- Texto para leitura:
%%

Das mais recentes, minha preferida é a epígrafe que inaugura o livro "K.", de B. Kucinski: "Tudo neste livro é invenção, mas quase tudo aconteceu."

Andei saracoteando por essas lembranças epigrafais — e fui conferir os livros na estante para não cometer nenhuma injustiça ou desinformação — depois de assistir ao filme "171", de Rodrigo Siqueira, que faz sua estreia nos cinemas no próximo fim de semana, incluído na programação do festival de documentários É Tudo Verdade.

O longa de Rodrigo, aliás, também ganhou uma epígrafe, cunhada há quase 2.000 anos por um evangelista: "No princípio era o Verbo, e o Verbo estava com Deus, e Verbo era Deus (João 1:1)". Fingi naturalidade e segui em frente. Não sem antes sorrir: Com esse título, como pode estrear num festival chamado É Tudo Verdade? Cadê o pessoal da CPI das Fake News? Cadê o Alexandre de Moraes?

Para quem não sabe, ou finge que não sabe, 171 é o número do artigo do Código Penal que tipifica o crime de estelionato. A redação é bonita: "Obter, para si ou para outrem, vantagem ilícita, em prejuízo alheio, induzindo ou mantendo alguém em erro, mediante artifício, ardil, ou qualquer outro meio fraudulento". Golpe, trapaça, impostura, caô. Na trama, vemos o diretor e sua equipe adentrarem um centro de detenção. Um ator narra sua história, desde os palcos até os primeiros crimes. Dali a alguns instantes, ele surge num set, gravando uma cena, dirigido por cineasta. Já não sabemos o que é documental e o que é encenação. O ator finge que é um estelionatário ou o estelionatário finge que é um ator? Quem determina onde termina um e começa o outro? Não seriam os atores e dramaturgos meros estelionatários aos quais se pagam ingresso e cachê?

%%

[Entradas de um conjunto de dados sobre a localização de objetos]
%%

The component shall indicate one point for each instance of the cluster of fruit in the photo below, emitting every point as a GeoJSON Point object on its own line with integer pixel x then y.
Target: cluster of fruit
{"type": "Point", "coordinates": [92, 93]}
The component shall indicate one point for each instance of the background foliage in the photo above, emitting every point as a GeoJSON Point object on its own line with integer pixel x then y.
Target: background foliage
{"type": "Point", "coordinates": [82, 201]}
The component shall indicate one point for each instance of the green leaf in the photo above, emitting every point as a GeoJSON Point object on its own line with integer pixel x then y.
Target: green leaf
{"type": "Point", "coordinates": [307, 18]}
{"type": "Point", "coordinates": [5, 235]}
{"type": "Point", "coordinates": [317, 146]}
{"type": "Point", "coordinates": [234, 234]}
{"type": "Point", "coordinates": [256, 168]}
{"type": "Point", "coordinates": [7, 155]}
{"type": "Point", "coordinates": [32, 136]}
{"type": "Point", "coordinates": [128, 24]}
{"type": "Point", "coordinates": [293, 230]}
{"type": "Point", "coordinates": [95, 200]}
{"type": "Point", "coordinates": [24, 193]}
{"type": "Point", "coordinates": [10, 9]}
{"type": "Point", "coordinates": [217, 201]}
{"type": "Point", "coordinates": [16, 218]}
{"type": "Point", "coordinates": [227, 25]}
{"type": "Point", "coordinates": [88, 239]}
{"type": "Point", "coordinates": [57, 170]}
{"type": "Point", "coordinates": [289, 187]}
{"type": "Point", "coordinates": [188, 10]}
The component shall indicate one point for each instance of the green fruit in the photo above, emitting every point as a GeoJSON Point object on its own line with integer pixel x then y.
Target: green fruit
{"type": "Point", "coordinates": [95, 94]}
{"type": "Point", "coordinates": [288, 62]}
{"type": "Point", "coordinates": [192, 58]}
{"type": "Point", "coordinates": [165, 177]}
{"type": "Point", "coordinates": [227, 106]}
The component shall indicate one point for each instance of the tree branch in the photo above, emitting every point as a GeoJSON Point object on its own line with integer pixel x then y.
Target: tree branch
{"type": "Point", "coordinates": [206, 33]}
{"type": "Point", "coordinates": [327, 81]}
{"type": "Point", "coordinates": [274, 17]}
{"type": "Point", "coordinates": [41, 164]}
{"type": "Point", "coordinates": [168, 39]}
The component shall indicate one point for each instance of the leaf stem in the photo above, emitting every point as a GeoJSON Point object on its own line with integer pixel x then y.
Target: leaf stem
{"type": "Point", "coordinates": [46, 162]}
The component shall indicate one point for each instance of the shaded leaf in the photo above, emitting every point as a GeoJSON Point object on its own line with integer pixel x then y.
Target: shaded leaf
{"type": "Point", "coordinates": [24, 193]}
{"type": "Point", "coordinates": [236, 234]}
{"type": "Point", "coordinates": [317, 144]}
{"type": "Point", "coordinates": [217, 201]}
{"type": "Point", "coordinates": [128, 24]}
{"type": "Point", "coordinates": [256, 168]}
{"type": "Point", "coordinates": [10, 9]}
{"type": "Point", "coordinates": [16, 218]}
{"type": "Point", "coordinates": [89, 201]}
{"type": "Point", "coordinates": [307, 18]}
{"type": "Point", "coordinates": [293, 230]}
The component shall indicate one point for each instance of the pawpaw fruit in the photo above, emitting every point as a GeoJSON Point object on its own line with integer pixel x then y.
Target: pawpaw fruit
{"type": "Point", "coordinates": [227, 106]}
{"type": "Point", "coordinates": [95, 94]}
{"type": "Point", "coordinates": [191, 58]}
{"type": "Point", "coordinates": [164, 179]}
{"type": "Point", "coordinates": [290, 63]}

%%

- Tarefas a realizar:
• a. Transcreva integralmente o texto sobre as epígrafes e o filme "171".
• b. Mostre todas as linhas das entradas que contêm a palavra "green", levando em conta a diferença entre maiúsculas e minúsculas.

- Respostas por tarefa:
• a.
Das mais recentes, minha preferida é a epígrafe que inaugura o livro "K.", de B. Kucinski: "Tudo neste livro é invenção, mas quase tudo aconteceu."

Andei saracoteando por essas lembranças epigrafais — e fui conferir os livros na estante para não cometer nenhuma injustiça ou desinformação — depois de assistir ao filme "171", de Rodrigo Siqueira, que faz sua estreia nos cinemas no próximo fim de semana, incluído na programação do festival de documentários É Tudo Verdade.

O longa de Rodrigo, aliás, também ganhou uma epígrafe, cunhada há quase 2.000 anos por um evangelista: "No princípio era o Verbo, e o Verbo estava com Deus, e Verbo era Deus (João 1:1)". Fingi naturalidade e segui em frente. Não sem antes sorrir: Com esse título, como pode estrear num festival chamado É Tudo Verdade? Cadê o pessoal da CPI das Fake News? Cadê o Alexandre de Moraes?

Para quem não sabe, ou finge que não sabe, 171 é o número do artigo do Código Penal que tipifica o crime de estelionato. A redação é bonita: "Obter, para si ou para outrem, vantagem ilícita, em prejuízo alheio, induzindo ou mantendo alguém em erro, mediante artifício, ardil, ou qualquer outro meio fraudulento". Golpe, trapaça, impostura, caô. Na trama, vemos o diretor e sua equipe adentrarem um centro de detenção. Um ator narra sua história, desde os palcos até os primeiros crimes. Dali a alguns instantes, ele surge num set, gravando uma cena, dirigido por cineasta. Já não sabemos o que é documental e o que é encenação. O ator finge que é um estelionatário ou o estelionatário finge que é um ator? Quem determina onde termina um e começa o outro? Não seriam os atores e dramaturgos meros estelionatários aos quais se pagam ingresso e cachê?

• b.
The component shall indicate one point for each instance of the green leaf in the photo above, emitting every point as a GeoJSON Point object on its own line with integer pixel x then y.
Target: green leaf
The component shall indicate one point for each instance of the green fruit in the photo above, emitting every point as a GeoJSON Point object on its own line with integer pixel x then y.
Target: green fruit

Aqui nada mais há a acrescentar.